## Texte source
####

Selon les communiqués officiels de l'usine aéronautique russe, les essais initiaux du Be-200 ont confirmé la conformité aux normes américaines de sa version avion amphibie, lorsque le chargement en eau des réservoirs de l'avion est réalisé directement en vol à partir de la surface de l'étang. Cependant, les Américains ont l'intention d'utiliser l'appareil comme un « canadair terrestre », le ravitaillant se faisant à l'aéroport avec des produits chimiques spéciaux ignifuges, ce qui nécessite des modifications mineures de l'appareil. Après sa modernisation, le Be-200 continuera à subir des tests de certification, ce qui est l'une des étapes les plus importantes pour promouvoir cette invention russe unique sur le marché international, y compris en Amérique du Nord.

L'intérêt des autorités américaines pour le Be-200 est dû à l'inefficacité de la flotte américaine de canadairs, dont la base est constituée par des avions civils des années1960 adaptés à des fins militaires, affirme la compagnie Beriev. Une série d'accidents et de catastrophes ont récemment contraint l'administration américaine à réfléchir sérieusement à une modernisation en profondeur, indispensable dans les conditions actuelles. Bien que l'efficacité de la lutte contre les incendies au moyen d'aéronefs laisse à désirer (à grande vitesse il est beaucoup plus difficile de viser le foyer de l'incendie qu'à partir d'un hélicoptère par exemple), leur utilisation ne possède pas d'alternative dans certains cas. Surtout quand il s'agit de catastrophes humaines ou d'incendies sur de vastes sites avec menace d'explosion, lorsque l'accès au matériel d'incendie au sol et aux gens est difficile. Quelques secondes comptent. Dans cette situation, la possibilité d'arriver sur les lieux de l'incendie à la vitesse d'un avion à réaction et de commencer immédiatement à éteindre le feu peut être la seule chance de sauver des vies ou de prévenir une catastrophe environnementale de grande envergure.

####

## Données

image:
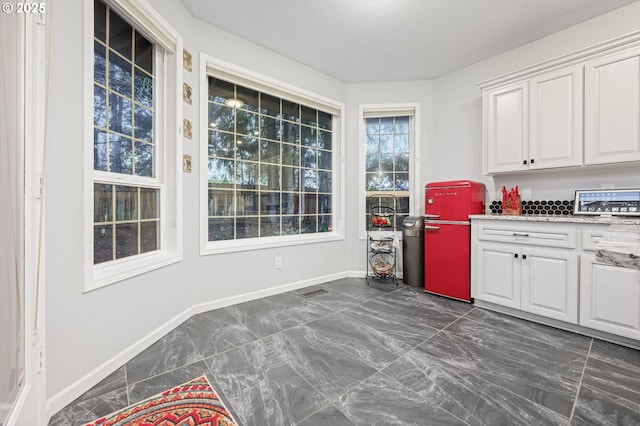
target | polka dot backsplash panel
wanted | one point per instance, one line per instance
(550, 207)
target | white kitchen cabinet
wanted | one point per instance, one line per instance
(612, 108)
(497, 275)
(550, 283)
(506, 128)
(539, 280)
(609, 298)
(535, 123)
(556, 110)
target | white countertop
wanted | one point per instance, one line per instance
(560, 218)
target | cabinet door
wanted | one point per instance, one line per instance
(506, 128)
(497, 274)
(555, 138)
(609, 298)
(612, 108)
(550, 283)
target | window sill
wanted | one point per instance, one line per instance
(218, 247)
(120, 270)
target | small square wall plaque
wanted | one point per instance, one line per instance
(187, 128)
(186, 163)
(186, 93)
(186, 60)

####

## Travail à faire
- A) D'après le texte sur le Be-200, où et avec quoi les Américains prévoient-ils de ravitailler l'appareil ?
- B) Recopiez à l'identique le passage du texte sur le Be-200 qui va de "Selon les communiqués" jusqu'à "Amérique du Nord." inclus.
Appuyez-vous uniquement sur le texte.

## Corrigés par tâche
- A) À l'aéroport, avec des produits chimiques spéciaux ignifuges.

- B)
Selon les communiqués officiels de l'usine aéronautique russe, les essais initiaux du Be-200 ont confirmé la conformité aux normes américaines de sa version avion amphibie, lorsque le chargement en eau des réservoirs de l'avion est réalisé directement en vol à partir de la surface de l'étang. Cependant, les Américains ont l'intention d'utiliser l'appareil comme un « canadair terrestre », le ravitaillant se faisant à l'aéroport avec des produits chimiques spéciaux ignifuges, ce qui nécessite des modifications mineures de l'appareil. Après sa modernisation, le Be-200 continuera à subir des tests de certification, ce qui est l'une des étapes les plus importantes pour promouvoir cette invention russe unique sur le marché international, y compris en Amérique du Nord.